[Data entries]
++++
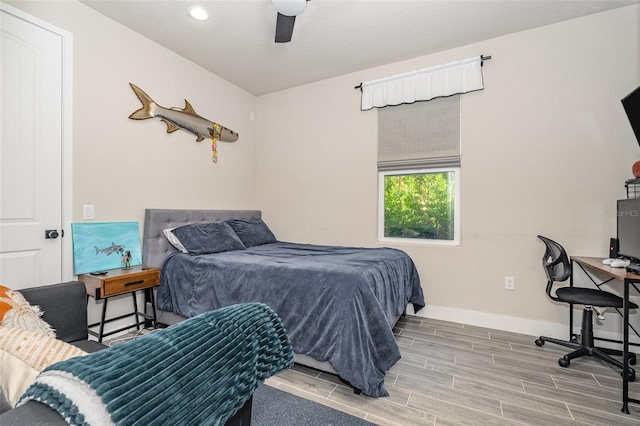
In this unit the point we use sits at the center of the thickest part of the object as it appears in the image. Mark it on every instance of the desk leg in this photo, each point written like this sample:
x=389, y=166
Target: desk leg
x=102, y=317
x=572, y=337
x=625, y=349
x=135, y=310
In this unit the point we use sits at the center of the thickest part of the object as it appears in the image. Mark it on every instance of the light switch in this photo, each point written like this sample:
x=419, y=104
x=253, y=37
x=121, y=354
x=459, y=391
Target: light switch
x=88, y=211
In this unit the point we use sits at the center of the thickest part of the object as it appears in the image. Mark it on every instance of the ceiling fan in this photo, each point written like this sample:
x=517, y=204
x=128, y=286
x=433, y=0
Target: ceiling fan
x=287, y=12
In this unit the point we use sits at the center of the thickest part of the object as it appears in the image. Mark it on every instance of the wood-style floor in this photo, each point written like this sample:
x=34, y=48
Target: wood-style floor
x=454, y=374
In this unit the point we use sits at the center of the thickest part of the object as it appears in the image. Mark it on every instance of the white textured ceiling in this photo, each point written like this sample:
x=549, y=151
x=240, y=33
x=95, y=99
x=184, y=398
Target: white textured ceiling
x=331, y=37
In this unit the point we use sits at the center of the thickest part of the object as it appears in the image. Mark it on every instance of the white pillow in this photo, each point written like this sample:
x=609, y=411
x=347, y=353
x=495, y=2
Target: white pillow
x=23, y=354
x=174, y=240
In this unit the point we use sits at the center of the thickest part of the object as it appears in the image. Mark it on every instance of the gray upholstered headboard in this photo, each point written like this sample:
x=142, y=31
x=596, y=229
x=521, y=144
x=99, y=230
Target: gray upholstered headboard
x=155, y=247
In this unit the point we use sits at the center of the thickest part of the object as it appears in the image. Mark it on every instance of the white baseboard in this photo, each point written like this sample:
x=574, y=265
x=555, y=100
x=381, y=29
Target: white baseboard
x=522, y=325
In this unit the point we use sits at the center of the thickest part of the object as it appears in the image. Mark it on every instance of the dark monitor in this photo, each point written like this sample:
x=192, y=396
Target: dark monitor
x=628, y=218
x=631, y=104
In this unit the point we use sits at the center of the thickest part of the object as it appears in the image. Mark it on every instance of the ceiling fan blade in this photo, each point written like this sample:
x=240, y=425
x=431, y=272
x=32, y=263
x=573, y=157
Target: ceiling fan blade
x=284, y=28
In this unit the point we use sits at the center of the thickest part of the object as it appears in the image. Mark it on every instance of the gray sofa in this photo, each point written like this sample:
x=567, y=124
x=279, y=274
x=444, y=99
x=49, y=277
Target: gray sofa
x=64, y=307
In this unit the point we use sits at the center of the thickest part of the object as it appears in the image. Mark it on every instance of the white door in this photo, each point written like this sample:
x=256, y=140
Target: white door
x=32, y=127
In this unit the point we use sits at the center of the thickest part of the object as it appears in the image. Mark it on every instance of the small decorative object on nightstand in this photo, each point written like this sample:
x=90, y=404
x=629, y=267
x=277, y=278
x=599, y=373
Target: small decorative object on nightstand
x=116, y=282
x=126, y=260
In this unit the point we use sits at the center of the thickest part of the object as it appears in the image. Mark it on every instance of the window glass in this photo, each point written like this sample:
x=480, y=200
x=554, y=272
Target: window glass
x=420, y=205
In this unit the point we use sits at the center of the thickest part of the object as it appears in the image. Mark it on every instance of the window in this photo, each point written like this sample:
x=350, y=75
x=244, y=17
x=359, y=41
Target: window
x=420, y=205
x=419, y=172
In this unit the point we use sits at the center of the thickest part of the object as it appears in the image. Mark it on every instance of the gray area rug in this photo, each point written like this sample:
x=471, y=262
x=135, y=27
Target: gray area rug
x=273, y=407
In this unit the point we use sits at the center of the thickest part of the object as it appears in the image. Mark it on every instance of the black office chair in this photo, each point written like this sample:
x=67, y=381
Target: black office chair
x=558, y=268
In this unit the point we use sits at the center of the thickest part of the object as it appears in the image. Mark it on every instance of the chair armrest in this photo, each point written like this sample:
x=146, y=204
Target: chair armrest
x=64, y=307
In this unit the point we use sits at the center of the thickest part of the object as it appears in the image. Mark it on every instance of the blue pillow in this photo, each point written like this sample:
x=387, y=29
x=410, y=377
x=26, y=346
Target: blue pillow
x=207, y=238
x=252, y=232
++++
# EXERCISE:
Copy out all the data exactly, skipping the pictures.

# EXPECTED ANSWER:
In this unit the point we use sits at the center of the thickest part of the object as it appears in the image. Mark it on every instance of the desk leg in this photo, each point written like this sample:
x=389, y=166
Target: desk leg
x=102, y=317
x=572, y=337
x=625, y=349
x=135, y=310
In this unit the point we use sits at the center of the thickest part of the object as it appears in the image. Mark it on every instance of the light switch in this photo, each point written like this sample:
x=419, y=104
x=253, y=37
x=121, y=354
x=459, y=391
Target: light switch
x=88, y=211
In this unit the point we use sits at the center of the thickest part of the object as it appears in the image. Mark it on every instance of the ceiling fan in this photo, each point written like this sample:
x=517, y=204
x=128, y=286
x=433, y=0
Target: ceiling fan
x=287, y=12
In this unit the point we use sits at the center of the thickest part of the object as it appears in the image. Mark it on every instance of the wood-style floor in this photo, each point written like this sample:
x=34, y=48
Target: wood-style floor
x=454, y=374
In this unit the point we use sits at the center of the thickest part of the object as it appears in the image. Mark it on every instance of the white textured ceiling in this photo, each point written like this sample:
x=549, y=151
x=240, y=33
x=95, y=99
x=184, y=398
Target: white textured ceiling
x=331, y=37
In this unit the point we use sits at the center of the thickest part of the object as it appears in the image. Mark it on every instance of the white pillow in this photo, each point written like this sample:
x=609, y=411
x=347, y=353
x=495, y=2
Target: white pillow
x=23, y=354
x=174, y=240
In this unit the point we use sits at the center of the thickest part of the object as it appears in the image. Mark it on every instance of the gray upholstered headboard in this photo, each point written like this sample:
x=142, y=31
x=596, y=229
x=521, y=144
x=99, y=230
Target: gray upholstered headboard
x=155, y=247
In this unit the point we use sits at the center of the thickest part of the object as it appears in the image. Mark it on every instance of the white baseboard in this photo, each point written like this sample:
x=574, y=265
x=555, y=100
x=381, y=29
Target: white baseboard
x=522, y=325
In this unit the point we use sits at the center of the thickest part of the object as it appears in the image. Mark it on every instance of the dark monitor in this photo, each point written like this sample:
x=192, y=396
Target: dark monitor
x=628, y=218
x=631, y=104
In this unit the point we use sits at the center of the thickest part of the object as it appears in the image. Mark it on every instance of the ceiling fan blade in this photo, each point written like this sample:
x=240, y=425
x=431, y=272
x=32, y=263
x=573, y=157
Target: ceiling fan blade
x=284, y=28
In this unit the point we use sits at the center of the thickest part of the object as it appears in the image. Mark it on every instance of the gray sofa in this photo, each point written like this sample:
x=567, y=124
x=279, y=274
x=444, y=99
x=49, y=277
Target: gray sofa
x=64, y=307
In this unit the point we use sits at the center of the thickest part of the object as it appears in the image. Mark it on every instance of the white door in this photo, each point written like this sample:
x=256, y=140
Target: white door
x=32, y=127
In this unit the point we use sits at the center of the thickest part of the object as it appears in the image. Mark it on every instance of the small decorative object on nightstand in this photo, each point written like this sample:
x=90, y=404
x=629, y=267
x=277, y=278
x=599, y=373
Target: small decorative object on nightstand
x=116, y=282
x=126, y=260
In this unit the point we use sits at the center of the thickest part of the object as it appears in the image. Mark it on every instance of the window glass in this photo, each point written like this sample:
x=480, y=200
x=554, y=272
Target: window glass
x=420, y=205
In this unit the point we use sits at the center of the thickest part of the object as it appears in the image. Mark it on every instance of the window in this photo, each point written like this sample:
x=350, y=75
x=244, y=17
x=359, y=41
Target: window
x=420, y=205
x=419, y=172
In this unit the point we use sits at the center of the thickest part of the object as it appears in the image. Mark it on every instance of the gray area rug in this photo, each point written like this sample:
x=471, y=262
x=135, y=27
Target: gray area rug
x=273, y=407
In this unit the point we use sits at the center of the thickest part of the object as it appears in the image. Mark it on every instance of the black office chair in this photo, each point written like this sample:
x=67, y=381
Target: black office chair
x=558, y=268
In this unit the point we use sits at the center of the thickest part of the object as it appears in the image. Mark it on every instance of the chair armrest in this photo, each point written like this sample:
x=146, y=204
Target: chair armrest
x=64, y=307
In this unit the point we use sits at the center of the thickest part of the object as it appears in the image. Mark it on every instance of the blue pillow in this photo, each point written like this sample:
x=387, y=29
x=410, y=377
x=26, y=346
Target: blue pillow
x=207, y=238
x=252, y=232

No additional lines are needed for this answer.